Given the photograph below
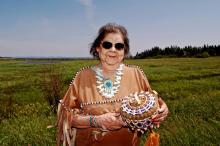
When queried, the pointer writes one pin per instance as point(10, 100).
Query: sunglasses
point(108, 45)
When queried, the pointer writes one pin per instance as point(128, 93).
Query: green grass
point(190, 87)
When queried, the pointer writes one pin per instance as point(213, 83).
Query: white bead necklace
point(106, 87)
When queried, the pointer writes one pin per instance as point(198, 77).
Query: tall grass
point(190, 87)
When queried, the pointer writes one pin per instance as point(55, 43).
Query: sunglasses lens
point(107, 45)
point(119, 46)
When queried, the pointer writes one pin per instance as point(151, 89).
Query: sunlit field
point(189, 86)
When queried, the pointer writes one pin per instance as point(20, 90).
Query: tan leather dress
point(83, 97)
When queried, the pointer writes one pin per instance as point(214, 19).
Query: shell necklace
point(105, 86)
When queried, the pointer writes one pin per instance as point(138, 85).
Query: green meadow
point(189, 86)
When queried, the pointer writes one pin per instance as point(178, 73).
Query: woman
point(90, 111)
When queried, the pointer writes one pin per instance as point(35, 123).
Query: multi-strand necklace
point(106, 87)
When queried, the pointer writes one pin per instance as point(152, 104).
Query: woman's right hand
point(110, 121)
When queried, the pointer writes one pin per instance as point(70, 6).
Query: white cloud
point(89, 11)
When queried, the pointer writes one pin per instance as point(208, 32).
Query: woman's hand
point(110, 121)
point(162, 113)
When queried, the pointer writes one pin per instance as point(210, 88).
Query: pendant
point(108, 84)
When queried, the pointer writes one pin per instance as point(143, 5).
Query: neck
point(108, 69)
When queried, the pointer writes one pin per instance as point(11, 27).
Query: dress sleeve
point(68, 106)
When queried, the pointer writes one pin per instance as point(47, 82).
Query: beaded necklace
point(105, 86)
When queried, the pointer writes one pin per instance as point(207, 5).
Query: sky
point(66, 28)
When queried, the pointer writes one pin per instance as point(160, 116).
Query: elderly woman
point(90, 110)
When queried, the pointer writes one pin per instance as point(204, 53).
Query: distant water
point(41, 62)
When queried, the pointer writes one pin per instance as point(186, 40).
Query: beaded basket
point(137, 109)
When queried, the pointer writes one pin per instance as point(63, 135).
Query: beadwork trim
-----
Convert every line of the items above into a Markdown table with the columns Row and Line. Number each line in Row, skip blank lines, and leave the pictures out.

| Row | Line |
|---|---|
| 1 | Given the photograph below |
| 2 | When queried, the pointer writes one pin per instance as point(10, 100). |
| 3 | Query: sunglasses |
| 4 | point(108, 45) |
| 5 | When queried, the pointer writes one pin per instance as point(128, 93). |
| 6 | Query: green grass |
| 7 | point(190, 87) |
| 8 | When queried, the pointer writes one pin per instance as point(213, 83). |
| 9 | Query: white bead necklace |
| 10 | point(106, 87) |
| 11 | When queried, the pointer writes one pin per instance as point(198, 77). |
| 12 | Query: tall grass |
| 13 | point(190, 87) |
| 14 | When queried, the pointer writes one pin per instance as point(55, 43). |
| 15 | Query: sunglasses lens |
| 16 | point(107, 45) |
| 17 | point(119, 46) |
| 18 | When queried, the pointer writes one pin per instance as point(151, 89). |
| 19 | Query: sunlit field |
| 20 | point(189, 86) |
| 21 | When queried, the pointer writes one pin per instance as point(20, 90). |
| 22 | Query: tan leather dress |
| 23 | point(83, 97) |
| 24 | When queried, the pointer writes one pin per instance as point(214, 19). |
| 25 | Query: shell necklace |
| 26 | point(105, 86) |
| 27 | When queried, the pointer writes one pin per instance as point(138, 85). |
| 28 | Query: green meadow |
| 29 | point(189, 86) |
| 30 | When queried, the pointer writes one pin per instance as point(178, 73). |
| 31 | Query: woman |
| 32 | point(90, 111) |
| 33 | When queried, the pointer writes one pin per instance as point(35, 123). |
| 34 | Query: multi-strand necklace |
| 35 | point(106, 87) |
| 36 | When queried, the pointer writes one pin per instance as point(152, 104). |
| 37 | Query: woman's right hand |
| 38 | point(110, 121) |
| 39 | When queried, the pointer writes one pin per instance as point(70, 6). |
| 40 | Query: white cloud |
| 41 | point(89, 11) |
| 42 | When queried, the pointer writes one pin per instance as point(208, 32). |
| 43 | Query: woman's hand |
| 44 | point(110, 121) |
| 45 | point(162, 113) |
| 46 | When queried, the pointer writes one pin per instance as point(210, 88). |
| 47 | Query: pendant |
| 48 | point(108, 84) |
| 49 | When queried, the pointer writes one pin per instance as point(143, 5). |
| 50 | Query: neck |
| 51 | point(108, 69) |
| 52 | When queried, the pointer writes one pin per instance as point(11, 27). |
| 53 | Query: dress sleeve |
| 54 | point(68, 106) |
| 55 | When queried, the pointer writes one pin per instance as point(47, 82). |
| 56 | Query: beaded necklace |
| 57 | point(105, 86) |
| 58 | When queried, the pointer writes one pin per instance as point(207, 5). |
| 59 | Query: sky |
| 60 | point(66, 28) |
| 61 | When queried, the pointer writes one pin per instance as point(160, 116). |
| 62 | Query: elderly woman |
| 63 | point(90, 110) |
| 64 | When queried, the pointer writes one pin per instance as point(204, 53). |
| 65 | Query: distant water |
| 66 | point(41, 62) |
| 67 | When queried, the pointer writes one pin per instance as point(186, 40). |
| 68 | Query: beaded basket |
| 69 | point(137, 109) |
| 70 | When queried, the pointer writes one pin per instance as point(63, 135). |
| 71 | Query: beadwork trim |